### Exercise:
Gather every line in the rows below that contains the string "yellow", and copy each of those lines in full.

### Region annotation items:
········

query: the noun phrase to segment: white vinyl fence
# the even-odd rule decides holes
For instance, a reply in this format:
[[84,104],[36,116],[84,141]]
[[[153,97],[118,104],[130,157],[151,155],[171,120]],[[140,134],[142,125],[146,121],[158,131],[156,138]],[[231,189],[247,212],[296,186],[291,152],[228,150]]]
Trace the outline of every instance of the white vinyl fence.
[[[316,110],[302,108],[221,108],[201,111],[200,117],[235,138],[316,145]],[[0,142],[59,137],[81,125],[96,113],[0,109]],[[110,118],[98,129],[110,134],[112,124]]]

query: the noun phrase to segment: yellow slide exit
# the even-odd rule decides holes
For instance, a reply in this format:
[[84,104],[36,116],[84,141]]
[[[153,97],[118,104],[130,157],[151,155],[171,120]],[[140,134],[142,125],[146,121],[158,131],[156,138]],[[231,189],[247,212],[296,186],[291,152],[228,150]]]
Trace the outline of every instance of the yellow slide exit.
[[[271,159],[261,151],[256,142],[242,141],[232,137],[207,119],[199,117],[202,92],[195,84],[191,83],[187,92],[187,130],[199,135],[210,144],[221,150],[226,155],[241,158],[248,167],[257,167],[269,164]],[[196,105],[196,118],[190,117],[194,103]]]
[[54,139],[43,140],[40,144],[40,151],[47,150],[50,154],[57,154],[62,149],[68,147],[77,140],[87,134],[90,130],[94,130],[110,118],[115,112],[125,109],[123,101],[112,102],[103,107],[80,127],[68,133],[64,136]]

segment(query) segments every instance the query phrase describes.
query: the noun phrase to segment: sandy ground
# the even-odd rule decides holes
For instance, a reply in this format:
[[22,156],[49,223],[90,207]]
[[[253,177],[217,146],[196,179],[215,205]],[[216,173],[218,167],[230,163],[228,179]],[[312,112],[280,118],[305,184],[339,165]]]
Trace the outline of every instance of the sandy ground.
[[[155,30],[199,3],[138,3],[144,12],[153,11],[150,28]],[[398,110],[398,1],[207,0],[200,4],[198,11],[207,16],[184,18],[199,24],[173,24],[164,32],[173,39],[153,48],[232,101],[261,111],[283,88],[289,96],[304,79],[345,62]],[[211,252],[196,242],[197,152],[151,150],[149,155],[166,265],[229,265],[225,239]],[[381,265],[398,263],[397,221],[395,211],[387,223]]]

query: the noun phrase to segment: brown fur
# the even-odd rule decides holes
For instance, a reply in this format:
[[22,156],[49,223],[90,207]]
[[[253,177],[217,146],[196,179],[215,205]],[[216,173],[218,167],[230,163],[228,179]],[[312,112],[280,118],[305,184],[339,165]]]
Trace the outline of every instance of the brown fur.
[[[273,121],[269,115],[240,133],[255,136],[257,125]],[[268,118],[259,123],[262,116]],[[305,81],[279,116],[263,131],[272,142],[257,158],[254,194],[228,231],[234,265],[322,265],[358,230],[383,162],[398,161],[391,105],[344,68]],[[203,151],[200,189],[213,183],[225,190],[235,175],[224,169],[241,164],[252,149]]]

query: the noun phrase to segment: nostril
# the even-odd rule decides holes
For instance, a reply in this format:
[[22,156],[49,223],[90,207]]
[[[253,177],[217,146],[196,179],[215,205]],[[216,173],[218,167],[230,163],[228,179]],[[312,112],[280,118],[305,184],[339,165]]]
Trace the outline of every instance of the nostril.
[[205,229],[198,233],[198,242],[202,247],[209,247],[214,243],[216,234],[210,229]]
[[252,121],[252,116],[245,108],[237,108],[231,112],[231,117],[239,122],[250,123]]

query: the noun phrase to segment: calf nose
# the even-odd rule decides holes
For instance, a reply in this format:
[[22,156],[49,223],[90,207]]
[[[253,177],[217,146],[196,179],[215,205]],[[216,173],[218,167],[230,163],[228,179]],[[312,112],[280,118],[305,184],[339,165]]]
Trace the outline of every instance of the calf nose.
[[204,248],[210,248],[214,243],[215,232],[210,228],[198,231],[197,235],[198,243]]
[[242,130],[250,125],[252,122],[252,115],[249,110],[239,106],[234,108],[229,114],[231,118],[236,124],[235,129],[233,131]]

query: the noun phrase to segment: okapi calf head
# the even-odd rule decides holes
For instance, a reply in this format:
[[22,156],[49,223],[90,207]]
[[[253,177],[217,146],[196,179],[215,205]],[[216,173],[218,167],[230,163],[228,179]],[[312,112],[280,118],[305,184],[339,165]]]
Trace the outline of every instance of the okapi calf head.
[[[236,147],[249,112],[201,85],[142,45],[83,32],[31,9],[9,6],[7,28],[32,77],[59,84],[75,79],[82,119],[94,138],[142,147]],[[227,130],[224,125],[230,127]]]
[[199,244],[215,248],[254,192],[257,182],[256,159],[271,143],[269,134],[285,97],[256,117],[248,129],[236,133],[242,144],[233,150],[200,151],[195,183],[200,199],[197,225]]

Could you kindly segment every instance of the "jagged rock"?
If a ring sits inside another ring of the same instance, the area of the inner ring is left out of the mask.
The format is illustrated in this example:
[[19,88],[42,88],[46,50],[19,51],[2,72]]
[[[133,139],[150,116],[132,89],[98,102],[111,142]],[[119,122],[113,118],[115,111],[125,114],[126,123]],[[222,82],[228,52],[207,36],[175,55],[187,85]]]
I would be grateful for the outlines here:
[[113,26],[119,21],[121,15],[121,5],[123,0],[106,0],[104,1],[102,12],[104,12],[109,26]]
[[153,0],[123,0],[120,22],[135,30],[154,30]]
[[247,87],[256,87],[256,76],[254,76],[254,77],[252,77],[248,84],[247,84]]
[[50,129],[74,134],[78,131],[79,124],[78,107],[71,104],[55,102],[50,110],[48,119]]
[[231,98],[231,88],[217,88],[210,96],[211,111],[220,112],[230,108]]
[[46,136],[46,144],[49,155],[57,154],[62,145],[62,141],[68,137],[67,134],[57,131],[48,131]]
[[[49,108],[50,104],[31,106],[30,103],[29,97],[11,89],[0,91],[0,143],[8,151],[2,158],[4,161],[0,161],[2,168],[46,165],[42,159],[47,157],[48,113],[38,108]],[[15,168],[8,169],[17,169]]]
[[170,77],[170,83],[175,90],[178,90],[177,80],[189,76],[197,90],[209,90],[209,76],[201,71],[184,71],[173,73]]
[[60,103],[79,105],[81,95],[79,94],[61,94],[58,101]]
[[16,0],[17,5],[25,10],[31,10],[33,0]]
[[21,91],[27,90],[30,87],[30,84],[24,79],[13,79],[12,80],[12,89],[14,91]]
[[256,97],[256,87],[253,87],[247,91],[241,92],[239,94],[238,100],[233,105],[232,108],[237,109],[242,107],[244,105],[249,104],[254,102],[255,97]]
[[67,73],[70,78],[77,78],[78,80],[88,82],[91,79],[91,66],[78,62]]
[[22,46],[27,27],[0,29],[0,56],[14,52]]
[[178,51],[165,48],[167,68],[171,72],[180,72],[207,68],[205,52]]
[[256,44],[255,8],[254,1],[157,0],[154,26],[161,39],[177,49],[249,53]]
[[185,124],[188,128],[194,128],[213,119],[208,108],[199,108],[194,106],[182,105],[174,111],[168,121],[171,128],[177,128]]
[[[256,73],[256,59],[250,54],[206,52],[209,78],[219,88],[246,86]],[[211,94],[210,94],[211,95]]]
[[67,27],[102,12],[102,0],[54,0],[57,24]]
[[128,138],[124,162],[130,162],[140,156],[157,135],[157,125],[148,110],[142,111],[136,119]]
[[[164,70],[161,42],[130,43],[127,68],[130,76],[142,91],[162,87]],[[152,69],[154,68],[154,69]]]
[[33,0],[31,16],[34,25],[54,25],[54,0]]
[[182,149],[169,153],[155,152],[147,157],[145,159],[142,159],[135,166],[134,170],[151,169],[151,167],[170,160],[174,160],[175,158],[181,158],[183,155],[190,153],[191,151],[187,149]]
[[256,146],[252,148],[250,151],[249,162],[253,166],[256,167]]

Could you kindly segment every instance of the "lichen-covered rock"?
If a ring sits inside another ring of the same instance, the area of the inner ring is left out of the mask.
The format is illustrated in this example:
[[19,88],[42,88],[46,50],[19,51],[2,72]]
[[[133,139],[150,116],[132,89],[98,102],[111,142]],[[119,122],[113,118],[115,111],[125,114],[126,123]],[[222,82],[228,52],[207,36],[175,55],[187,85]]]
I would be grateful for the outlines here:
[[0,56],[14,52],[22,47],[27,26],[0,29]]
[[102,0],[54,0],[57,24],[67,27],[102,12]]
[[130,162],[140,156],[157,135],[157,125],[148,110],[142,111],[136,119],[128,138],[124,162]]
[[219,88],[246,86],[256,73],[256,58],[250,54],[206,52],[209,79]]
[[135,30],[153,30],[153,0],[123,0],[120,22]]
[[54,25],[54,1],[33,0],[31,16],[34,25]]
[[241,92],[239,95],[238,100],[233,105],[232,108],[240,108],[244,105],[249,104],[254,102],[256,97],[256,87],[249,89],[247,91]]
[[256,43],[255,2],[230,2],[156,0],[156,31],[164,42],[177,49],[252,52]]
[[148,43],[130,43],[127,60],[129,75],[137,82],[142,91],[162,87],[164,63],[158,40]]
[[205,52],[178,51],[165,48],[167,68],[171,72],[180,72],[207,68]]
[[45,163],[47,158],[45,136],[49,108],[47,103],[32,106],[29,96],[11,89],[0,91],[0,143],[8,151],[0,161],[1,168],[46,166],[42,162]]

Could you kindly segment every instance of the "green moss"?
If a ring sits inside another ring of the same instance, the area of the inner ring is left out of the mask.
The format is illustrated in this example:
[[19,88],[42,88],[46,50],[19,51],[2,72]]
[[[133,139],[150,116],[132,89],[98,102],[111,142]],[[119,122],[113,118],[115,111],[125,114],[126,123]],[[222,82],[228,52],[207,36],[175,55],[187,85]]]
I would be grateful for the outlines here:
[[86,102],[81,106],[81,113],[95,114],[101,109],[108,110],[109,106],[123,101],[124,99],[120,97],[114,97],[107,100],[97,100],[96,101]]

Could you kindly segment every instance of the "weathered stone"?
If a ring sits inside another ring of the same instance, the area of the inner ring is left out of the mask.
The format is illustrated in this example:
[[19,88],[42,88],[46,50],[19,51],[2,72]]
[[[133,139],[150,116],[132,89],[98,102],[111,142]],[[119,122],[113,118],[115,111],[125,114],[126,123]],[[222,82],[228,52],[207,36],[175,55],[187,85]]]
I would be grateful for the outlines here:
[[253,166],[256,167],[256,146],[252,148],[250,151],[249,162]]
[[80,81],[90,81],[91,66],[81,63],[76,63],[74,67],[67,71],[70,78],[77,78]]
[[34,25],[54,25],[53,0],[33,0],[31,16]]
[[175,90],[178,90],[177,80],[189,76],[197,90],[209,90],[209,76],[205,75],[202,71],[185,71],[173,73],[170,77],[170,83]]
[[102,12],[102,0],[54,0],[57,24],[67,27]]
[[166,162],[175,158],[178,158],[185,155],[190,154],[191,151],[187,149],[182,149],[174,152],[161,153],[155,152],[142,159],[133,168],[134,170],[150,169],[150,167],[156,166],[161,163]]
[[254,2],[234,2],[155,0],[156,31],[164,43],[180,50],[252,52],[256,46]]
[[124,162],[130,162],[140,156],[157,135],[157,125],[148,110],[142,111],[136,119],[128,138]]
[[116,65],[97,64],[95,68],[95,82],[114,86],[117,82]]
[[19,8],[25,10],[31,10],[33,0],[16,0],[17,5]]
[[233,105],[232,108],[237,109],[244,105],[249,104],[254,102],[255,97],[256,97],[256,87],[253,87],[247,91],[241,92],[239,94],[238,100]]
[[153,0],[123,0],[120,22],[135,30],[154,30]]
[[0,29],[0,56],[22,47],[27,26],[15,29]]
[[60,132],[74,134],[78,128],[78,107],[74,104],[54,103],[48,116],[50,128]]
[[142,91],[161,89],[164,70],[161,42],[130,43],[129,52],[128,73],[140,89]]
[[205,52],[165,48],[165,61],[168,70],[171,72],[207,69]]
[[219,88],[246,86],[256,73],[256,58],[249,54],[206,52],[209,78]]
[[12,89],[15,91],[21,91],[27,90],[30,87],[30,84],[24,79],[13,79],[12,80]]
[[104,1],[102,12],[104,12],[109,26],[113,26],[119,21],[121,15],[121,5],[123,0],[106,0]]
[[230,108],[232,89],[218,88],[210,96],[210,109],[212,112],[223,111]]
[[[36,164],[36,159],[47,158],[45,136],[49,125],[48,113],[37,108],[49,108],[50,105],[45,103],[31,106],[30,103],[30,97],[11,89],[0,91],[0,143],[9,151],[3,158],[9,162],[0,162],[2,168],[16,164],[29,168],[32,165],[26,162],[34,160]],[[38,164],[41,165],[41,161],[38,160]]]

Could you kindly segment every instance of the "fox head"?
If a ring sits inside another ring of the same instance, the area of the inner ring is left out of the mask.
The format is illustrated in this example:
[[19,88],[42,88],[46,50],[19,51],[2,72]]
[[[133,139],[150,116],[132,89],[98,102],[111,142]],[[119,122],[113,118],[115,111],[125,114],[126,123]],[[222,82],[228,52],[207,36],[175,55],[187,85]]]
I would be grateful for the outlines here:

········

### Finished answer:
query: the noun phrase to segment: yellow slide exit
Trace the outline of every instance of the yellow slide exit.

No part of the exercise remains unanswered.